↓↓↓

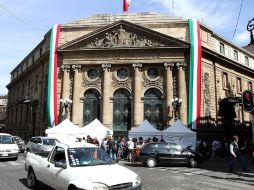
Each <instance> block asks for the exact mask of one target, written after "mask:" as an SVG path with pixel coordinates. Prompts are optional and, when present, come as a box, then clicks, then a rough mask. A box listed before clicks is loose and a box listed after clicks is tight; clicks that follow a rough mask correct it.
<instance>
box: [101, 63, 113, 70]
mask: <svg viewBox="0 0 254 190" xmlns="http://www.w3.org/2000/svg"><path fill="white" fill-rule="evenodd" d="M101 68H102V69H103V70H104V71H106V70H107V71H109V70H110V69H111V64H110V63H103V64H102V65H101Z"/></svg>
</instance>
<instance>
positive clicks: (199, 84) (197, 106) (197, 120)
mask: <svg viewBox="0 0 254 190" xmlns="http://www.w3.org/2000/svg"><path fill="white" fill-rule="evenodd" d="M197 32H198V34H197V35H198V68H197V69H198V72H197V74H198V76H197V77H198V78H197V123H196V126H197V127H198V126H199V123H200V109H201V40H200V23H199V21H197Z"/></svg>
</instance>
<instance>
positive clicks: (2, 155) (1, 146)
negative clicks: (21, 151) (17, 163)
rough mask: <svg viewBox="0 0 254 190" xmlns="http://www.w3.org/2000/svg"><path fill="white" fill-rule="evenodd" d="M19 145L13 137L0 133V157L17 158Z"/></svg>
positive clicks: (0, 158) (15, 159)
mask: <svg viewBox="0 0 254 190" xmlns="http://www.w3.org/2000/svg"><path fill="white" fill-rule="evenodd" d="M18 154H19V147H18V145H17V144H16V143H15V141H14V139H13V137H12V136H11V135H10V134H7V133H0V159H1V158H11V159H13V160H17V159H18Z"/></svg>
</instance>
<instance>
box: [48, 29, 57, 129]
mask: <svg viewBox="0 0 254 190" xmlns="http://www.w3.org/2000/svg"><path fill="white" fill-rule="evenodd" d="M56 31H57V25H55V26H54V27H53V36H52V38H53V40H52V47H51V48H52V51H51V58H52V60H51V62H52V64H51V73H50V74H51V81H50V85H51V86H50V120H51V121H50V123H51V125H52V124H53V122H54V119H55V118H54V58H55V57H54V53H55V46H56Z"/></svg>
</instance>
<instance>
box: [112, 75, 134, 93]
mask: <svg viewBox="0 0 254 190" xmlns="http://www.w3.org/2000/svg"><path fill="white" fill-rule="evenodd" d="M112 84H113V86H114V88H119V87H121V88H122V87H124V88H127V89H128V90H130V91H131V77H128V79H126V80H124V81H120V80H118V79H117V78H116V76H115V74H114V73H112Z"/></svg>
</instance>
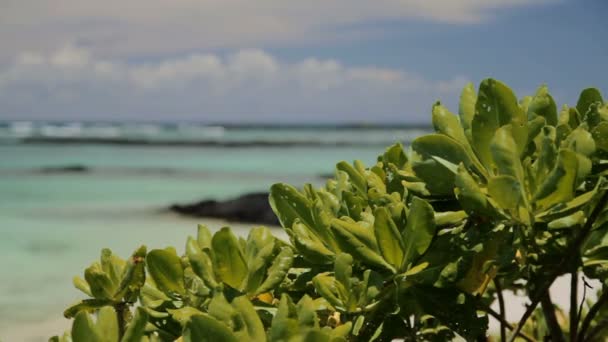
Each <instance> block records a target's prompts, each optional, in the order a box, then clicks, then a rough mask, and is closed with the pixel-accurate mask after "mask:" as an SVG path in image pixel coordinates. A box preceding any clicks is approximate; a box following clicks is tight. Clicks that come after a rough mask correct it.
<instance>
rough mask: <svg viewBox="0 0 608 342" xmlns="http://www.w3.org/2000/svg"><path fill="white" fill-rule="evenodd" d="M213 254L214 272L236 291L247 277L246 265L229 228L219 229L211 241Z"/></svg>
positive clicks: (237, 245)
mask: <svg viewBox="0 0 608 342" xmlns="http://www.w3.org/2000/svg"><path fill="white" fill-rule="evenodd" d="M211 243H212V245H213V252H214V254H215V262H216V265H215V272H216V273H217V274H218V275H219V277H220V278H221V279H222V281H223V282H224V283H226V284H228V285H230V286H231V287H232V288H235V289H238V288H240V286H241V284H243V281H244V280H245V279H246V277H247V273H248V270H247V263H246V262H245V257H244V256H243V252H242V251H241V247H240V245H239V242H238V240H237V238H236V236H234V234H233V233H232V232H231V231H230V228H227V227H224V228H222V229H220V230H219V231H218V232H217V233H215V235H213V239H212V241H211Z"/></svg>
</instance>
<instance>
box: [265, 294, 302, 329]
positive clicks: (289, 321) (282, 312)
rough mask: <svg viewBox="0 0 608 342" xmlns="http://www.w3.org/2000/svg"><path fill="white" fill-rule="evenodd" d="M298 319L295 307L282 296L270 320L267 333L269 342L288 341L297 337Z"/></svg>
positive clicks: (293, 305)
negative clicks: (267, 334) (277, 306)
mask: <svg viewBox="0 0 608 342" xmlns="http://www.w3.org/2000/svg"><path fill="white" fill-rule="evenodd" d="M298 331H299V329H298V317H297V313H296V307H295V305H294V304H293V302H292V301H291V298H290V297H289V296H288V295H286V294H283V295H282V296H281V301H280V302H279V308H278V310H277V313H276V315H275V316H274V318H273V319H272V325H271V326H270V331H269V332H268V337H269V340H270V341H290V338H291V337H292V336H294V335H297V333H298Z"/></svg>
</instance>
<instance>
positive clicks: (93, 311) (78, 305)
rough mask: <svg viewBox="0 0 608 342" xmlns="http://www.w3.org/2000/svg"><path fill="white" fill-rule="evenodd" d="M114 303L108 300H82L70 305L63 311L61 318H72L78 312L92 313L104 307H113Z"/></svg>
mask: <svg viewBox="0 0 608 342" xmlns="http://www.w3.org/2000/svg"><path fill="white" fill-rule="evenodd" d="M113 304H114V302H113V301H112V300H110V299H95V298H93V299H83V300H81V301H80V302H78V303H76V304H74V305H71V306H70V307H69V308H67V309H65V311H64V312H63V316H64V317H65V318H73V317H75V316H76V314H78V313H79V312H80V311H85V312H94V311H95V310H98V309H100V308H102V307H104V306H108V305H110V306H111V305H113Z"/></svg>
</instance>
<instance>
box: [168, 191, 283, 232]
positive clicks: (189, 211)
mask: <svg viewBox="0 0 608 342" xmlns="http://www.w3.org/2000/svg"><path fill="white" fill-rule="evenodd" d="M169 209H170V210H171V211H173V212H176V213H179V214H182V215H187V216H193V217H213V218H220V219H225V220H228V221H237V222H247V223H260V224H267V225H279V220H278V219H277V218H276V216H275V215H274V212H273V211H272V209H271V208H270V204H269V203H268V193H265V192H260V193H251V194H245V195H242V196H239V197H237V198H233V199H229V200H226V201H215V200H203V201H200V202H197V203H191V204H173V205H171V206H170V207H169Z"/></svg>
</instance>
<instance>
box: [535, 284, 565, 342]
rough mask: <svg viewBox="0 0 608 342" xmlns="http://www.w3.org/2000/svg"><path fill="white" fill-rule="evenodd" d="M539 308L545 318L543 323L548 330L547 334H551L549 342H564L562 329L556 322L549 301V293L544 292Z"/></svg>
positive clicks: (550, 298) (563, 335) (552, 309)
mask: <svg viewBox="0 0 608 342" xmlns="http://www.w3.org/2000/svg"><path fill="white" fill-rule="evenodd" d="M540 302H541V307H542V309H543V314H544V316H545V322H546V323H547V327H548V328H549V332H550V333H551V341H553V342H566V340H565V339H564V334H563V333H562V328H561V327H560V326H559V323H558V322H557V318H556V317H555V306H554V305H553V302H552V301H551V296H550V295H549V292H546V293H545V295H544V296H543V297H542V298H541V300H540Z"/></svg>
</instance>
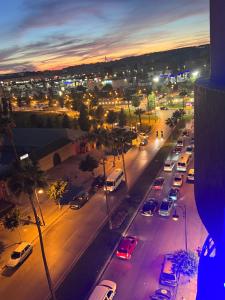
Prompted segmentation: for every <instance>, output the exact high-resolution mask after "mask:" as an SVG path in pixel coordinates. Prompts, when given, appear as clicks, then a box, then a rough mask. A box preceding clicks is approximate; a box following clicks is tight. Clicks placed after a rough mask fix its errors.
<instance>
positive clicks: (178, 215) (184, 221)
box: [172, 205, 188, 251]
mask: <svg viewBox="0 0 225 300" xmlns="http://www.w3.org/2000/svg"><path fill="white" fill-rule="evenodd" d="M178 208H179V209H181V211H182V213H183V218H184V238H185V250H186V251H187V249H188V246H187V210H186V206H185V205H176V206H175V211H174V213H173V216H172V219H173V220H174V221H175V222H177V221H178V220H179V218H180V217H179V215H178V213H177V209H178Z"/></svg>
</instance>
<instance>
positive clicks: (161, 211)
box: [159, 199, 174, 217]
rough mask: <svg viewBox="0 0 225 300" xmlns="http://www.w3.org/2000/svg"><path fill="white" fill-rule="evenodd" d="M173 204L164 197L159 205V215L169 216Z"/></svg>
mask: <svg viewBox="0 0 225 300" xmlns="http://www.w3.org/2000/svg"><path fill="white" fill-rule="evenodd" d="M173 205H174V203H173V201H168V200H167V199H164V200H163V201H162V202H161V205H160V207H159V215H160V216H162V217H169V216H170V214H171V211H172V209H173Z"/></svg>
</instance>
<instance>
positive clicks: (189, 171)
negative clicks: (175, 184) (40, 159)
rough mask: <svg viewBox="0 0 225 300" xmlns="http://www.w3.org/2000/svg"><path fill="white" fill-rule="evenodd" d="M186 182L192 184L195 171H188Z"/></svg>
mask: <svg viewBox="0 0 225 300" xmlns="http://www.w3.org/2000/svg"><path fill="white" fill-rule="evenodd" d="M187 180H188V181H189V182H194V180H195V169H190V170H189V171H188V176H187Z"/></svg>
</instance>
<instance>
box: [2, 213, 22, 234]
mask: <svg viewBox="0 0 225 300" xmlns="http://www.w3.org/2000/svg"><path fill="white" fill-rule="evenodd" d="M3 225H4V227H5V229H8V230H11V231H13V230H14V229H15V228H17V227H18V226H19V225H20V210H19V209H18V208H15V209H13V210H11V211H10V212H9V213H8V214H7V215H6V216H5V217H4V218H3Z"/></svg>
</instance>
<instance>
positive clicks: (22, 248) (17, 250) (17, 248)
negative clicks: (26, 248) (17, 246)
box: [14, 242, 31, 252]
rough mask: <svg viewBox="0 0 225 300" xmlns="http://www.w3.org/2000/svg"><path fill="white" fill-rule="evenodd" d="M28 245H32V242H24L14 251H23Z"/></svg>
mask: <svg viewBox="0 0 225 300" xmlns="http://www.w3.org/2000/svg"><path fill="white" fill-rule="evenodd" d="M28 245H31V244H30V243H28V242H22V243H21V244H20V245H19V246H18V247H17V248H16V249H15V250H14V251H16V252H21V251H22V250H23V249H24V248H25V247H26V246H28Z"/></svg>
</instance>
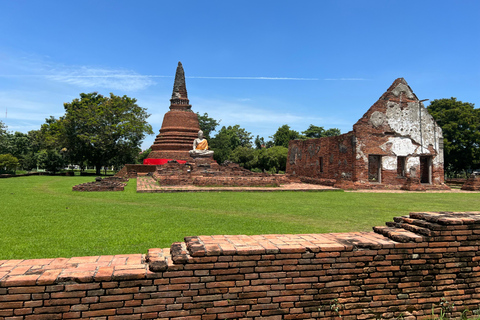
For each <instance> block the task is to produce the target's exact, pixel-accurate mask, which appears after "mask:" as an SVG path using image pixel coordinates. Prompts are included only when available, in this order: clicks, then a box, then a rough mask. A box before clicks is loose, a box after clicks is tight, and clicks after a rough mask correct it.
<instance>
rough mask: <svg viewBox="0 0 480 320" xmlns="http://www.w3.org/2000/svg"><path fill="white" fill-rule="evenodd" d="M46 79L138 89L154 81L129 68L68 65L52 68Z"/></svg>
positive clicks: (145, 86) (72, 84) (75, 82)
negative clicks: (115, 67) (58, 69)
mask: <svg viewBox="0 0 480 320" xmlns="http://www.w3.org/2000/svg"><path fill="white" fill-rule="evenodd" d="M45 78H46V79H49V80H53V81H58V82H63V83H68V84H71V85H76V86H79V87H84V88H108V89H114V90H125V91H138V90H142V89H146V88H147V87H149V86H151V85H153V84H155V82H154V81H153V80H152V79H151V78H150V77H146V76H142V75H139V74H137V73H135V72H133V71H129V70H114V69H106V68H92V67H85V66H83V67H68V68H62V70H58V69H52V70H50V74H47V75H45Z"/></svg>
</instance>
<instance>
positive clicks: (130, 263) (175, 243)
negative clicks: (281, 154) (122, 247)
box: [0, 212, 480, 320]
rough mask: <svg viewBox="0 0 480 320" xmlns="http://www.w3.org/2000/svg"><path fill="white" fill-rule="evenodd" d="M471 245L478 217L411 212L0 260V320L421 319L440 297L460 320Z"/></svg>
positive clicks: (469, 283)
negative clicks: (377, 218) (154, 242)
mask: <svg viewBox="0 0 480 320" xmlns="http://www.w3.org/2000/svg"><path fill="white" fill-rule="evenodd" d="M479 245H480V212H470V213H411V214H410V215H409V216H404V217H398V218H395V219H394V221H393V222H389V223H387V226H386V227H375V228H374V232H354V233H338V234H301V235H256V236H242V235H236V236H224V235H219V236H199V237H186V238H185V241H184V242H178V243H174V244H172V246H171V248H167V249H150V250H149V251H148V254H147V255H146V256H145V255H141V254H132V255H118V256H96V257H77V258H70V259H63V258H57V259H37V260H0V319H12V320H13V319H31V320H33V319H79V318H82V319H107V320H108V319H111V320H114V319H156V318H159V319H198V320H200V319H304V318H310V319H311V318H321V319H323V318H325V319H326V318H335V317H338V316H340V315H341V316H342V318H343V319H347V320H348V319H352V320H353V319H379V318H381V319H395V318H396V317H400V316H403V318H404V319H426V318H428V317H429V316H430V315H431V312H432V306H433V308H434V312H435V313H436V314H437V315H438V314H439V312H440V303H441V302H442V299H445V301H448V302H449V303H454V304H455V309H454V310H453V312H452V314H451V315H450V316H459V315H460V313H461V312H462V311H463V310H464V309H465V308H469V309H470V310H476V309H477V308H478V306H479V305H480V266H479V260H480V253H479V251H478V248H479ZM335 309H337V311H338V312H336V311H335Z"/></svg>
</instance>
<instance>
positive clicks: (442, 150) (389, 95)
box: [286, 78, 449, 190]
mask: <svg viewBox="0 0 480 320" xmlns="http://www.w3.org/2000/svg"><path fill="white" fill-rule="evenodd" d="M286 172H287V173H288V174H292V175H296V176H298V177H300V178H301V179H303V180H306V178H308V179H310V180H311V179H313V182H316V183H320V184H331V183H332V180H333V181H335V183H334V185H335V186H338V187H341V188H344V189H345V188H359V189H406V190H425V189H442V190H448V189H449V188H448V187H447V186H446V185H445V184H444V169H443V134H442V130H441V128H440V127H439V126H438V125H437V124H436V122H435V120H434V119H433V117H432V116H431V115H430V114H429V113H428V111H427V109H426V108H425V107H424V106H423V103H422V102H421V101H419V100H418V98H417V97H416V96H415V94H414V93H413V92H412V90H411V88H410V87H409V86H408V84H407V83H406V81H405V80H404V79H401V78H399V79H397V80H395V81H394V83H393V84H392V85H391V86H390V88H389V89H388V90H387V91H386V92H385V93H384V94H383V95H382V96H381V97H380V99H379V100H378V101H377V102H376V103H375V104H373V106H372V107H370V108H369V109H368V111H367V112H366V113H365V114H364V115H363V116H362V118H360V119H359V120H358V121H357V123H355V125H354V126H353V130H352V131H351V132H349V133H346V134H343V135H340V136H339V137H325V138H319V139H311V140H306V141H299V140H294V141H290V144H289V155H288V160H287V171H286Z"/></svg>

↑↑↑

* **WRITTEN TASK**: Can you set out the lines from the start of the records through the line containing "box: [101, 63, 113, 70]", both ends included, as a JSON list of strings with one string per line? Skip blank lines and leave the pictures out.

* **ANSWER SPACE**:
[
  "Each <instance> block asks for the exact mask of one target, written after \"mask:\" as an SVG path with pixel coordinates. Prompts are optional and, when present, come as a box, then clicks, then a rough mask. A box listed before clicks is loose and a box listed after clicks is tight; clicks that follow a rough mask correct it.",
  "<instance>",
  "box: [101, 63, 113, 70]"
]